[Stored data entries]
((

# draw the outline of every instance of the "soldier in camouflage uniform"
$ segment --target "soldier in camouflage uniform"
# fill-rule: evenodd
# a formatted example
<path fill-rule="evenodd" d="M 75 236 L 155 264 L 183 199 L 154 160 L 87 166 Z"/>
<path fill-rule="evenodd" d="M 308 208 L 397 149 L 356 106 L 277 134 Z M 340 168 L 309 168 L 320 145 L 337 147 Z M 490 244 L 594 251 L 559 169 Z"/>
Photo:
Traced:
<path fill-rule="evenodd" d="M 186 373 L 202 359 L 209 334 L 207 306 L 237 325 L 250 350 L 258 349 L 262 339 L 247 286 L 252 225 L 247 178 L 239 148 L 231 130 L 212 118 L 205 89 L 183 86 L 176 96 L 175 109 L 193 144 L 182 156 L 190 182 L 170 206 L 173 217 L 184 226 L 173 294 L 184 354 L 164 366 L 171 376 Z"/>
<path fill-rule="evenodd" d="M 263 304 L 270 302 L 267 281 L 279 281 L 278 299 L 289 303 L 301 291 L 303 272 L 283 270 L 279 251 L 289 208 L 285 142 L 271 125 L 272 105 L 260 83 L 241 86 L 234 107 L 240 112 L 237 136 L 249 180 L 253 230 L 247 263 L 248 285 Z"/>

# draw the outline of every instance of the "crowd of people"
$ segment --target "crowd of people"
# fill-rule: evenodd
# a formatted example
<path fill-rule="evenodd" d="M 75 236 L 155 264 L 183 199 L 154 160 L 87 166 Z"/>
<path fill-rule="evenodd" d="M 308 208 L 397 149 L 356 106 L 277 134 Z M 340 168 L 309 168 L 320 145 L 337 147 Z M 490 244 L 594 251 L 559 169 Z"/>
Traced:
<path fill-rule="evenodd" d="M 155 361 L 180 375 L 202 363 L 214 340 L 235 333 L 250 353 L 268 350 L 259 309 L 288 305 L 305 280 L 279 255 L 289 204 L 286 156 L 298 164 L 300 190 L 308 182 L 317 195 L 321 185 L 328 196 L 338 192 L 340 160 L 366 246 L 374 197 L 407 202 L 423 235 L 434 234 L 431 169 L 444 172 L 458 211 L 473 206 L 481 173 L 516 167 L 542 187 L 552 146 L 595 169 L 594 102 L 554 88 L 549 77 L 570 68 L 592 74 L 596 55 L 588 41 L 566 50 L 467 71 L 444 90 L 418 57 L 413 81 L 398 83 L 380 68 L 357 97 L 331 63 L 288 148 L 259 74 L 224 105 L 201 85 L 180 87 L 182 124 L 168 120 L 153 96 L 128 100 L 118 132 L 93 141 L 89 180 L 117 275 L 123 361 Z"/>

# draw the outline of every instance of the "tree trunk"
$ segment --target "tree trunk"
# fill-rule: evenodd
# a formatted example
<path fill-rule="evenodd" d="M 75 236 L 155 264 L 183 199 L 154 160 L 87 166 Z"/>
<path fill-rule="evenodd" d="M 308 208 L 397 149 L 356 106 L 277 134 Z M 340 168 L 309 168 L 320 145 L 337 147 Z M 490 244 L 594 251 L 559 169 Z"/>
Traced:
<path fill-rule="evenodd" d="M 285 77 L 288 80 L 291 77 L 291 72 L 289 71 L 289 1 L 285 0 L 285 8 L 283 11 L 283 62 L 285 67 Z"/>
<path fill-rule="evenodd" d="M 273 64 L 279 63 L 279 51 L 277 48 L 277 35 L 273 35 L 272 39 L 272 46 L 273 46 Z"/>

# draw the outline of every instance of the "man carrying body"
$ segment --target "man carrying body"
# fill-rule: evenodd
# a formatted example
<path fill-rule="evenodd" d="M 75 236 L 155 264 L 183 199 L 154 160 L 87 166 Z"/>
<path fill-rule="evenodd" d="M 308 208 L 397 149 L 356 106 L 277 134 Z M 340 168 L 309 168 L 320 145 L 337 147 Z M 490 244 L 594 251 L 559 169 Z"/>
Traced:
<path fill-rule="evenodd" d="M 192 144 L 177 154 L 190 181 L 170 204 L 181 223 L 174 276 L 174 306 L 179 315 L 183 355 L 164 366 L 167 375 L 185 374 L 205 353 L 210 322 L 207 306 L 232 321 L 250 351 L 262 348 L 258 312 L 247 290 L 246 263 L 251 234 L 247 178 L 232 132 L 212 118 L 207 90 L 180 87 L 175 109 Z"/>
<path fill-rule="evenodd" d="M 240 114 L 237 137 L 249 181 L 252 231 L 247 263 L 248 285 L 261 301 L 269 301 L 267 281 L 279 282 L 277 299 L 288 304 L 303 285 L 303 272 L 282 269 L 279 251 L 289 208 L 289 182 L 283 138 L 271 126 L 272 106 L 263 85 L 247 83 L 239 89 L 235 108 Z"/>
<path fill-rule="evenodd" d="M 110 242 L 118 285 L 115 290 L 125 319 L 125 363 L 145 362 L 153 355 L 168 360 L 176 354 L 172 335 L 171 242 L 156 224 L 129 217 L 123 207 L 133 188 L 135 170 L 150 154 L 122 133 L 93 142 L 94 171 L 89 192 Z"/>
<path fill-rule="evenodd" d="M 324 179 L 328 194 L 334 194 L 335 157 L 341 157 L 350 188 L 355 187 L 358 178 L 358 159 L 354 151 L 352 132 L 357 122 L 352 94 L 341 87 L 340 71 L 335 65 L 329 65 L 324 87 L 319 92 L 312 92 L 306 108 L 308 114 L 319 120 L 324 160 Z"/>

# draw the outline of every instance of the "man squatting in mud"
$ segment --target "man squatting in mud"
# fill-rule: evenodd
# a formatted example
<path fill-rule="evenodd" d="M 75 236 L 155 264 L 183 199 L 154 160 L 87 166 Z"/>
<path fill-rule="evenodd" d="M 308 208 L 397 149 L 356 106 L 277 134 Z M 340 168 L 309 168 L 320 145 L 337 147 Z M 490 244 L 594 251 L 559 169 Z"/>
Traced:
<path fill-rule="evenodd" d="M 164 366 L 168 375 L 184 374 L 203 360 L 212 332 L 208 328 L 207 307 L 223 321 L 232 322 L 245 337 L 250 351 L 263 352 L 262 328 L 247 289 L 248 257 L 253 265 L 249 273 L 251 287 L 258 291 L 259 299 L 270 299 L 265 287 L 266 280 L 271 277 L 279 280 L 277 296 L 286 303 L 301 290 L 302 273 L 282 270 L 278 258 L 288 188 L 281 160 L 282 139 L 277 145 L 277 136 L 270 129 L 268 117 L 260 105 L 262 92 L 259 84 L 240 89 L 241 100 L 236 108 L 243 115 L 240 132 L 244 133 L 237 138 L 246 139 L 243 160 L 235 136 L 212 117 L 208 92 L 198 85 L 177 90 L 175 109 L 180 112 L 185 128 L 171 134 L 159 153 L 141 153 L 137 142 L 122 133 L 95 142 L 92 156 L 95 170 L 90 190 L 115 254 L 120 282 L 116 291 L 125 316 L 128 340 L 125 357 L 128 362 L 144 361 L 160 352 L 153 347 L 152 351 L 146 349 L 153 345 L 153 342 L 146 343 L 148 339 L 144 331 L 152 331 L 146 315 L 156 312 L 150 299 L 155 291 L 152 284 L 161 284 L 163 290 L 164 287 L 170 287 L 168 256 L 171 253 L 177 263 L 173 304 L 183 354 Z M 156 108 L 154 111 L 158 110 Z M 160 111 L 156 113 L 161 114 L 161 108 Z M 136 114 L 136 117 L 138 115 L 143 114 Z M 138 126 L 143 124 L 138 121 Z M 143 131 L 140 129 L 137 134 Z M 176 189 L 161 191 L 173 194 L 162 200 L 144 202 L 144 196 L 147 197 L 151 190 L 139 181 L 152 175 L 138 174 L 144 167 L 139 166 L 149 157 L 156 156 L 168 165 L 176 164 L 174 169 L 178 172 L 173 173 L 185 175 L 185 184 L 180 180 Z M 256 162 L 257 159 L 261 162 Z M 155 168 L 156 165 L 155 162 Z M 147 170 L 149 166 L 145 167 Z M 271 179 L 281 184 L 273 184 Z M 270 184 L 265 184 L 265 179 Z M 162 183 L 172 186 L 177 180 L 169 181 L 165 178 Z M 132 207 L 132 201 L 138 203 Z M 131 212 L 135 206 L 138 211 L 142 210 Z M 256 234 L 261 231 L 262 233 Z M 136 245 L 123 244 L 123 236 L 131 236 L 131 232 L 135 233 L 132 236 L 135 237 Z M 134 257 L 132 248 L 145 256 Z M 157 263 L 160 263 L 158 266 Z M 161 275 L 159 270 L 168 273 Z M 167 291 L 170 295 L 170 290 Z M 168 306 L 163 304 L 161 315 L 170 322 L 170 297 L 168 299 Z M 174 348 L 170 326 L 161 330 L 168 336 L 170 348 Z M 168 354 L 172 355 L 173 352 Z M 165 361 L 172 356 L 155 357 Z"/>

))

• [PROBLEM TO SOLVE]:
Report each line in the rows above that contains the word "crowd", copying every such line in full. Letter case must match.

• [FINAL ANSWER]:
# draw the outline of every instance of the "crowd of people"
$ segment --target "crowd of people"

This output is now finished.